→ **Brief**: Format every line of the material below as a JSON list of strings, one string per line, omitting blank lines and leaving the pictures out.

→ **Data shown**:
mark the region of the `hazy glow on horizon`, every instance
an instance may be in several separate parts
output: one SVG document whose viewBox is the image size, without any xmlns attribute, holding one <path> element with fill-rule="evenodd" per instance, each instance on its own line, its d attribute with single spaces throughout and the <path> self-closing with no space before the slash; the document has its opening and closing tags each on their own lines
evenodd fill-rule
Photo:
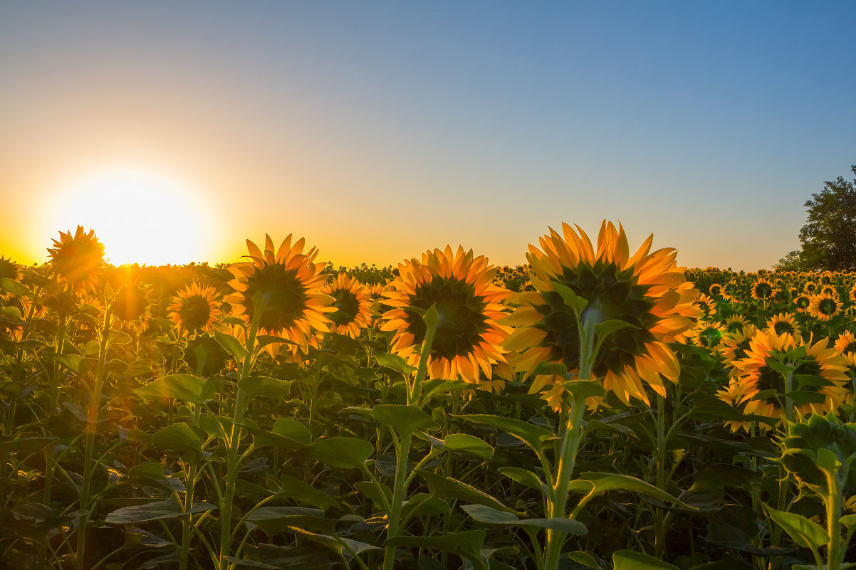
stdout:
<svg viewBox="0 0 856 570">
<path fill-rule="evenodd" d="M 94 229 L 111 264 L 183 264 L 205 259 L 211 212 L 188 188 L 148 173 L 116 170 L 57 193 L 43 229 Z M 74 233 L 74 232 L 72 232 Z"/>
<path fill-rule="evenodd" d="M 108 236 L 133 212 L 174 263 L 293 234 L 336 264 L 460 244 L 511 265 L 605 218 L 680 265 L 769 268 L 856 163 L 854 20 L 838 0 L 0 3 L 0 255 L 45 261 L 85 222 L 61 193 L 128 168 L 179 198 L 145 221 L 105 199 L 87 223 L 114 263 L 166 252 Z"/>
</svg>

→ **Exercise result**:
[
  "mark the region of the `hazy glow on horizon`, every instance",
  "an instance may be in several separate parts",
  "output: one SVG document whose viewBox is the image size, without any xmlns attribute, holding one <path> element with fill-rule=\"evenodd\" per instance, each instance on its own line, its d attribute with single spaces throughout and the <path> self-closing with no space before the slash; the document has its opening and closing tags each on their own lines",
  "evenodd fill-rule",
  "Photo:",
  "stdout:",
  "<svg viewBox=\"0 0 856 570\">",
  "<path fill-rule=\"evenodd\" d=\"M 94 229 L 111 264 L 183 264 L 205 259 L 211 212 L 188 188 L 148 173 L 116 170 L 57 193 L 43 229 Z M 74 233 L 74 232 L 72 232 Z\"/>",
  "<path fill-rule=\"evenodd\" d=\"M 108 236 L 133 212 L 174 263 L 293 234 L 336 264 L 460 244 L 511 265 L 605 218 L 680 265 L 769 268 L 856 163 L 854 20 L 838 0 L 0 3 L 0 255 L 45 261 L 85 222 L 61 193 L 128 168 L 179 198 L 145 221 L 105 199 L 87 223 L 114 263 L 166 252 Z\"/>",
  "</svg>"
]